===== Provided data

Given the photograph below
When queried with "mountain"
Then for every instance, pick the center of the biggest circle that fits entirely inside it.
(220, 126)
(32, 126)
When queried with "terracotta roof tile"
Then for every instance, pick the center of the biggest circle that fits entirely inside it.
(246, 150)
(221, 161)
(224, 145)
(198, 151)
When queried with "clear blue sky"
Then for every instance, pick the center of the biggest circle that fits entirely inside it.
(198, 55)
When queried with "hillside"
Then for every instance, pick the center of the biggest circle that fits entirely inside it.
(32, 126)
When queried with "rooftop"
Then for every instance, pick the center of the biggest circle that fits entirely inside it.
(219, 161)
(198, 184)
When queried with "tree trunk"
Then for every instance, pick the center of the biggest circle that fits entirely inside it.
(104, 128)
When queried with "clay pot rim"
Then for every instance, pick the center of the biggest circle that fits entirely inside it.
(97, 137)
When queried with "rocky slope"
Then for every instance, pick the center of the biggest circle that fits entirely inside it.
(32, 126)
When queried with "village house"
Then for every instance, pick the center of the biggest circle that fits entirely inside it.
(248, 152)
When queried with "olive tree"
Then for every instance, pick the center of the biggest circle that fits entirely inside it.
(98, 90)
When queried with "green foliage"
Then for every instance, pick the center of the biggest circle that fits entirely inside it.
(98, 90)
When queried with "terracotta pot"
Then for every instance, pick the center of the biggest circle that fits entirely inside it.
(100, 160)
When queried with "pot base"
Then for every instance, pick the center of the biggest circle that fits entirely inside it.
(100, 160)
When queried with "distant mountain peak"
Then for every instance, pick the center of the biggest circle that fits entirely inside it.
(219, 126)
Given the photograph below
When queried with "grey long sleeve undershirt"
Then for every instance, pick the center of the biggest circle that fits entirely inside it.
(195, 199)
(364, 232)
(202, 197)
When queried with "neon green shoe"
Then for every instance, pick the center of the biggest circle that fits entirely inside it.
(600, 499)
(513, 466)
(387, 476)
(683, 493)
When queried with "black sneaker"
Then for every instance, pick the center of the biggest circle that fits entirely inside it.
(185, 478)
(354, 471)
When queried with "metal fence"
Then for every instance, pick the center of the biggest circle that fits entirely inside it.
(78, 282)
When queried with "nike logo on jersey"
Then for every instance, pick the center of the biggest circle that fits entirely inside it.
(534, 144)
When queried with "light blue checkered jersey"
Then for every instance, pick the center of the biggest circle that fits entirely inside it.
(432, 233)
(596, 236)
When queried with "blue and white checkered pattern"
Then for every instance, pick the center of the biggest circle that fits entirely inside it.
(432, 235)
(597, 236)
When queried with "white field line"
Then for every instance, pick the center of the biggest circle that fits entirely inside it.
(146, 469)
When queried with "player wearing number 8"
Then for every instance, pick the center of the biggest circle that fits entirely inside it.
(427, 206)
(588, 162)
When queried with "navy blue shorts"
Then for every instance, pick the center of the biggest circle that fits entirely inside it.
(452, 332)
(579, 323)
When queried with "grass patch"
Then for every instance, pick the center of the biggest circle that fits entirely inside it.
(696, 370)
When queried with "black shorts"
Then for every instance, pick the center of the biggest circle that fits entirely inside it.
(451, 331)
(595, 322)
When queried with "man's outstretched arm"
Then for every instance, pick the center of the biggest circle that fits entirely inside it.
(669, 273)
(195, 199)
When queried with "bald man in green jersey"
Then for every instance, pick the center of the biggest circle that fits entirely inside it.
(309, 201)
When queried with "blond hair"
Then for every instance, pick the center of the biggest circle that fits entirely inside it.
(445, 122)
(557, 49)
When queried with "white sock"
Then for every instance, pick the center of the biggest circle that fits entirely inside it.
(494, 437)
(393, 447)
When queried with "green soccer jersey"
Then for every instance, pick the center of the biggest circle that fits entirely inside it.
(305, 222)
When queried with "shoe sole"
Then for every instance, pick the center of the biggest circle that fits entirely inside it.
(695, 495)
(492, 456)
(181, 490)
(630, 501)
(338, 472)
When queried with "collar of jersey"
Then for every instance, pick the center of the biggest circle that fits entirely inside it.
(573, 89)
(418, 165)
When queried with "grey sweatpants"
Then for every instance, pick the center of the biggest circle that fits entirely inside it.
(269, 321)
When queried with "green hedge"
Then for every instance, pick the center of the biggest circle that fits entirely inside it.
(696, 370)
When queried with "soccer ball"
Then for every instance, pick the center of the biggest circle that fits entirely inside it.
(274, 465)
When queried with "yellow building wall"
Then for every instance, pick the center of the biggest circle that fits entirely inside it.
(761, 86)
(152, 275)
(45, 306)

==========

* **Aim of the task**: An exact copy of every line above is what this asks for.

* **Exercise answer**:
Given the photograph below
When queried with "mountain"
Then for every instance, pick the center of the biggest circle that fits entirely inside it.
(220, 126)
(32, 126)
When queried with "terracotta roof tile"
Then for every instance, pick the center of the biggest circle that fits entirely inside it.
(246, 150)
(221, 161)
(224, 145)
(198, 151)
When queried with "clear blue sky"
Then for every instance, pick the center of the biggest circle that fits entirely inside it.
(198, 55)
When queried with "hillside"
Then for every instance, pick the center of the biggest circle that fits entirely inside it.
(32, 126)
When queried with "rooftop"
Then for every instance, pick the center of the biggest circle that fits entirely inside it.
(219, 161)
(198, 184)
When queried with "tree trunk"
Then for every instance, pick the center of the biggest circle that fits entirely inside it.
(104, 128)
When queried with "clay pot rim"
Then for every instance, pick the center of the biggest circle that fits entirely inside it.
(97, 137)
When queried with "rocky slope"
Then for every instance, pick the center of the biggest circle that fits entirely inside it.
(32, 126)
When queried with "village house"
Then for every instance, pick the center of the biggest circle that fits entirely inside it.
(248, 152)
When queried with "olive tree"
Then for every instance, pick the center of the biggest circle that fits entirely inside it.
(98, 90)
When queried with "green foliage"
Then for every instance, pick the center of the biggest circle that fits entirely inside it.
(98, 90)
When queried with "terracotta pot"
Then for every instance, pick the center of the biggest circle that fits entirely inside it.
(100, 160)
When queried with "pot base"
Then for every instance, pick the center of the biggest circle that fits entirely inside it.
(100, 160)
When queried with "distant mountain peak"
Then for every instance, pick the center of the biggest circle that fits entirely inside it.
(219, 126)
Given the photograph below
When queried with "grey long sleeve undershirt"
Then for every instance, pick the center of the biggest circle that fits entirely inside it.
(195, 199)
(364, 232)
(202, 197)
When queried with "neon green shoe"
Then for every instance, pick the center of the biggest circle that fits entirely inside it.
(600, 499)
(513, 466)
(387, 476)
(683, 493)
When queried with "black sneaker"
Then for every instance, pick the center of the biggest circle that fits entirely inside it.
(185, 478)
(354, 471)
When queried with "metal fence"
Then for every instance, pick the center of the biggest circle that fits entirely inside it.
(78, 282)
When queried with "nike logo on jersey"
Then for every instance, pick the center of the biggest circle that fits entirely inside it.
(534, 144)
When queried with "light blue checkered jersey"
Then for every instance, pick the center of the biggest circle that fits entirely inside it.
(432, 233)
(596, 236)
When queried with "blue and white checkered pattern"
Then for every instance, pick the center of the biggest circle that fits entirely inside it.
(432, 235)
(597, 236)
When queried with "white field line"
Then for every instance, pick the center of the biggest circle that fits entirely inside it.
(146, 469)
When queried with "player wearing number 8"
Then for every instance, pick the center of the biggest circle that fits entirely inside it.
(427, 206)
(588, 162)
When queried with "navy blue shorts"
Then for every instance, pick the center of the biggest circle that fits entirely inside it.
(452, 332)
(579, 323)
When queried with "grass patch"
Then for every instance, pick the center of the biggest circle that fits entirely inside it.
(696, 370)
When queried with "black shorts"
Then for every instance, pick the center of the biggest circle that fits entirely inside it.
(451, 331)
(595, 322)
When queried with "man's outstretched arm"
Then for every instance, pick the center of the biggest circle that fits entirely inside it.
(669, 273)
(195, 199)
When queried with "bald man in green jersey"
Then for every instance, pick the center of the biggest circle that fits entirely inside it.
(309, 201)
When queried with "blond hair"
Then for every instance, pick the center of the biggest circle that fits entirely inside it.
(445, 122)
(557, 49)
When queried with "white sock"
Then for every instance, pick the center of the biggest circle that fits entirely inside it.
(494, 437)
(393, 447)
When queried with "green soccer jersey"
Then for every instance, pick the center of the biggest circle that fits entirely inside it.
(305, 222)
When queried with "shoe sole"
Then for every instance, pick the center of the biggest circle that fits entirely inside it.
(695, 495)
(492, 456)
(181, 490)
(630, 501)
(338, 472)
When queried with "collar of jersey"
Then for every instance, pick the center of the biggest circle that fits entirely inside it.
(573, 89)
(418, 165)
When queried with "grey sweatpants"
Then for every instance, pick the center of the biggest circle that fits entirely inside it.
(269, 321)
When queried with "green hedge"
Then for every instance, pick the center of the biggest circle that fits entirely inside it.
(696, 370)
When queried with "soccer ball"
Then for every instance, pick the center of the biggest circle that fits entirely inside it.
(274, 465)
When queried with "yellow building wall"
Then for every instance, pick the center of the biggest circle that fits entirely inside it.
(761, 86)
(152, 275)
(45, 306)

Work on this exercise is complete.